Texto del ejercicio —
§

La conformidad de lo natural consigo mismo es siempre patrimonio de la mirada del sabio. Y es natural tal armonía en la esfera humana, bajo el cielo estrellado y en el abrazo de la noche donde los amantes se encuentran para desvestirse de máscaras y revestirse de lo biológico. Allí el Amor sacia su sed en el agua del sexo, mientras el espíritu sacraliza y redime la escena, superando lo humano, pero ¿tiene Occidente las herramientas epistémicas para entender esta trascendencia? La segregación del sexo respecto del amor y de la espiritualidad ha distorsionado la idea de integridad. Entre modernidad y posmodernidad, la experiencia performativa (crear la realidad que nos determina para así poder crearla -en el marco de un bucle inexpresable-), desaparece en favor de una rígida y pobre estructuración sujeto/objeto que acorrala la fuerza del sexo, castra al amor y ahoga al espíritu. Convierte a lo sagrado en procaz.

Un progresivo regreso a la fysis, por el contrario, ayudaría a develar el rostro de lo suprasensible en esa manducación perdida rumbo al Todo del que participa lo sexual. ¿O acaso el orgasmo no es una forma de extinción de la mente tal como ocurre en otras experiencias extremas? Aunque sea cierto que el orgasmo puede ser una experiencia más vívida que cualquier otra, en toda forma de éxtasis (espiritual, místico, estético) el ego se vuelve sobre sí mismo y descubre que su propia nada es la fuente de su goce: en el orgasmo descubrimos la liberación de la constante presión del ego: atravesamos la puerta de la jaula que estuvo siempre abierta porque nunca existió... ni la puerta ni la jaula. El éxtasis sexual (y sus compañeros de viaje, menos «vívidos») son la experiencia de una forma de libertad, la cual posee un obvio lastre cultural: por ejemplo, se llegó a conocer la anatomía completa del clítoris recién en 1998, y lo tuvo que hacer una mujer: la uróloga australiana Helen O’Connell.

El no ser del orgasmo se disfruta: se arranca el fruto, y en el amor, esa fruta es convidada, alcanzando su dimensión final: el otro. En el otro se vuelve a ser feliz tras la dosis nihilista del placer orgásmico y la negación inherente al deseo. En el orgasmo se sospecha del yo, y en el amor aparece el otro, de cual también se sospecha cuando el hijo da como resultado biológico, la no algebraica suma de 1+1=1.

Ser uno en la carne y en el amor. Como el Uróvoro -la serpiente que devora su cola- es también fálica por fuera y vaginal por dentro: la Vida se autofecunda por la boca, por el Verbo: Dios es su amor y Cristo, su sexualidad. Si hay amor, el goce sexual encuentra significado, orden, orientación en la extraña suma; el cuerpo se ennoblece en la vida y se convierte en un templo que remeda lo cósmico, porque en el Uni/verso, toda suma da como resultado uno. El Templo del Hombre es su cuerpo y en él habitan su sexo y su sexualidad como potencias materiales que guían sentimientos y aparatos psíquicos. La madurez sexual acarrea el anhelo de recibir y dar afecto: de vencer las barreras del cuerpo y de la psique para ser una sola carne. Igualmente, es frecuente que se reniegue del sexo en pos del amor, sin reparar en que un eventual y casto «mundo de amor» sería, literalmente, un mundo deshabitado: un mundo ideal para las autoridades de cualquier sociedad. La separación entre el sentimiento amoroso y la vibración sexual consciente o puramente biológica (en la matriz de la mujer) ha llevado a la distorsión del sentido del amor.

§

(Datos almacenados)
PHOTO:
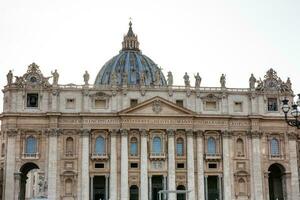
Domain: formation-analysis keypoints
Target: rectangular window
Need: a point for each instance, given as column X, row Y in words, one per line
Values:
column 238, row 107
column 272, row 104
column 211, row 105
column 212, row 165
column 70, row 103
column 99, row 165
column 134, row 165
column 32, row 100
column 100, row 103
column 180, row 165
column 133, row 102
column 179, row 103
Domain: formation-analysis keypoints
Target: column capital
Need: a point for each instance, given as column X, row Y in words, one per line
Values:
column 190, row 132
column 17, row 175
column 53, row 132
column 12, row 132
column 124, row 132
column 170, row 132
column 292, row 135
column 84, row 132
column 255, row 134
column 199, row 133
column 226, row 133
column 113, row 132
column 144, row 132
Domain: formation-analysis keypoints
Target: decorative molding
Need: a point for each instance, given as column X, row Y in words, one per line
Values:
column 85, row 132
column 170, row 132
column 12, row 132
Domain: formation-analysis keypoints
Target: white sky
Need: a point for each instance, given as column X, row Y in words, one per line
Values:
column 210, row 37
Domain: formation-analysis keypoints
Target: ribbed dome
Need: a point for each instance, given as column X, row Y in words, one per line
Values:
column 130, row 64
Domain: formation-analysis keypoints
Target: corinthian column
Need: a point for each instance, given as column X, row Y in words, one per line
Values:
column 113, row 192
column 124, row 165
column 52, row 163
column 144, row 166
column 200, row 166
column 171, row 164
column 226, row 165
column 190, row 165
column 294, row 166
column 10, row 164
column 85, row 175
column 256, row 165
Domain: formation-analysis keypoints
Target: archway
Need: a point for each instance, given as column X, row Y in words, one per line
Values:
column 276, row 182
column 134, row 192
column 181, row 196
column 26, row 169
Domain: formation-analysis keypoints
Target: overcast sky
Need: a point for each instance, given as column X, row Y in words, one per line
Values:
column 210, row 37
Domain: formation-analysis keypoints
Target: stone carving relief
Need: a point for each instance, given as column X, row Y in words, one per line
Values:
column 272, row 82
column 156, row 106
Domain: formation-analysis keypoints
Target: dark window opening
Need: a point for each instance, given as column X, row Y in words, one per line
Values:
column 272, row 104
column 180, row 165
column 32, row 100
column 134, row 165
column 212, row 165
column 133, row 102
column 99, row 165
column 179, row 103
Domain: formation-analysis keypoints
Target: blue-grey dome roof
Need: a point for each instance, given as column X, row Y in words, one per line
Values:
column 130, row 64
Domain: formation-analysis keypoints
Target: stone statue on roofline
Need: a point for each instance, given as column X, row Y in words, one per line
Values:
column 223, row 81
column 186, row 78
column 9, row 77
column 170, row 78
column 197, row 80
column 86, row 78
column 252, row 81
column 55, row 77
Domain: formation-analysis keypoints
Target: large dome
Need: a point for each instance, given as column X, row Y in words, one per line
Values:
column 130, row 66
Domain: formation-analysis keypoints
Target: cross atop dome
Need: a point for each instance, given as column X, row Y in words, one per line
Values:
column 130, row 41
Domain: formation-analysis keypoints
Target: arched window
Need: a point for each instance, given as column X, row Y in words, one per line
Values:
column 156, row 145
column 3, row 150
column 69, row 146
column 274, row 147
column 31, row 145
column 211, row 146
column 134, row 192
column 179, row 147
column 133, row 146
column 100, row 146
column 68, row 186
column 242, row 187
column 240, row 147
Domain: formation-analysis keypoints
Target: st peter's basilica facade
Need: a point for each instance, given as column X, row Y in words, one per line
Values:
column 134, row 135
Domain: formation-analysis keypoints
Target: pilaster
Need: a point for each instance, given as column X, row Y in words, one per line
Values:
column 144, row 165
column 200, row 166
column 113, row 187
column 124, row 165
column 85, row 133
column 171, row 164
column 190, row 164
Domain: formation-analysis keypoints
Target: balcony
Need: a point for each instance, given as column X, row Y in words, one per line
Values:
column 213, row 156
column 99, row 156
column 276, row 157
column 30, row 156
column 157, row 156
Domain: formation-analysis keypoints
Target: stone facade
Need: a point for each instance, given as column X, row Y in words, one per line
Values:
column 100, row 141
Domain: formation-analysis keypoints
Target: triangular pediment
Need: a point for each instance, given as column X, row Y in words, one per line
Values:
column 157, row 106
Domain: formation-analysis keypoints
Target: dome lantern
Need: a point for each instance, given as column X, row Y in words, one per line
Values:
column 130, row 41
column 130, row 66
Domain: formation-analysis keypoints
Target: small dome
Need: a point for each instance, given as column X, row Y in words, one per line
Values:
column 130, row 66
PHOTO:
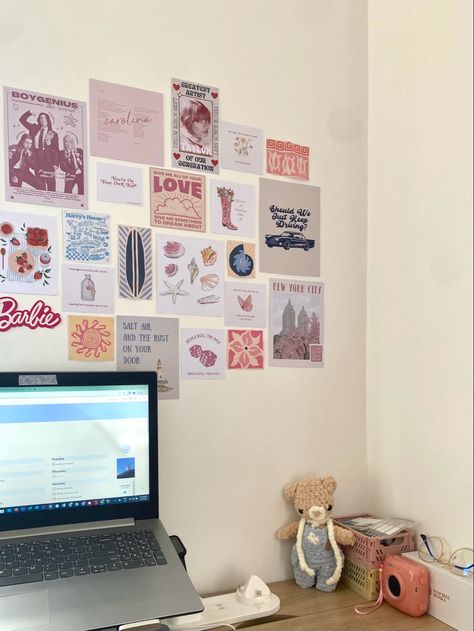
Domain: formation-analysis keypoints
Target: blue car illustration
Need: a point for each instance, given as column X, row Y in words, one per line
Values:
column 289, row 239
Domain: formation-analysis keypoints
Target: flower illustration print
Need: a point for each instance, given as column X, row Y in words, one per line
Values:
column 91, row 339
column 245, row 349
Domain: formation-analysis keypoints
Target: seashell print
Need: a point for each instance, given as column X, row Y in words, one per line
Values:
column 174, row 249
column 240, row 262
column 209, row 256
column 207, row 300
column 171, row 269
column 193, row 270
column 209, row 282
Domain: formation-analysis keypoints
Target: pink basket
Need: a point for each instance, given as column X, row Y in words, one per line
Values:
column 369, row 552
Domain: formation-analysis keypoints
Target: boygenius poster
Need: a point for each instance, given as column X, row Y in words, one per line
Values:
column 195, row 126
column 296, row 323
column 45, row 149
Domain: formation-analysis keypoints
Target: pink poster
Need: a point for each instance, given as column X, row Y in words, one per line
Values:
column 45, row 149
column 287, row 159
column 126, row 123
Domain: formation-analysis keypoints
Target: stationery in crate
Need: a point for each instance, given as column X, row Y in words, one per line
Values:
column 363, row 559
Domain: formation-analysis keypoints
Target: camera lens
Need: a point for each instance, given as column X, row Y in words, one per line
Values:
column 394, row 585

§

Qué hacer — Según el texto sobre sexo, amor y espiritualidad, ¿en qué año se llegó a conocer la anatomía completa del clítoris? Las entradas constituyen un material aparte del texto.

Resultado — En 1998.